(What to work on): Below is a block of records. Copy every line in it that contains the word "dormer".
════
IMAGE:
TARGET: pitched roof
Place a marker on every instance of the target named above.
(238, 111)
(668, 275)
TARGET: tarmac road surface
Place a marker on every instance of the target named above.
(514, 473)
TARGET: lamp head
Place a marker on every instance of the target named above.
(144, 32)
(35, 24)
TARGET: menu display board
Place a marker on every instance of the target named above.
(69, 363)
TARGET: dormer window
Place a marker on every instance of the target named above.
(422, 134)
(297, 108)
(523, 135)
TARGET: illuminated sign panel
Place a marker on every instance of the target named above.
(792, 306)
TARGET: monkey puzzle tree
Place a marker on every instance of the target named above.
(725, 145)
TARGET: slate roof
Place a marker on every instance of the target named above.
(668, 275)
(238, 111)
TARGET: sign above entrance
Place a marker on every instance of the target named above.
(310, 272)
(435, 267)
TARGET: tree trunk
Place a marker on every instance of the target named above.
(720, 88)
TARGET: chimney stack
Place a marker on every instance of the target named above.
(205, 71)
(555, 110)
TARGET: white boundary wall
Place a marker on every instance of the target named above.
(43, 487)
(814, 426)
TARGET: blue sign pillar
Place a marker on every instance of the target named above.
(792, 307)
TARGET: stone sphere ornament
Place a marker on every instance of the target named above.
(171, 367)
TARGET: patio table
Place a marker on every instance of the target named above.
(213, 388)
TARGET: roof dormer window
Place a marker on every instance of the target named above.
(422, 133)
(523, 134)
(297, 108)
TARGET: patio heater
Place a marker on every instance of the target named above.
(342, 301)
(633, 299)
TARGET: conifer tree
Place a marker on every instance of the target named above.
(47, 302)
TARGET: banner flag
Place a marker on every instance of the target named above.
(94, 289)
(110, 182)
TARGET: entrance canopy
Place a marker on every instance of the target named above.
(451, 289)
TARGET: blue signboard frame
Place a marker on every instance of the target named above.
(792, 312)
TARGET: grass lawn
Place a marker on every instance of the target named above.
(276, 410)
════
(Answer space):
TARGET: dormer window
TARGET: roof dormer window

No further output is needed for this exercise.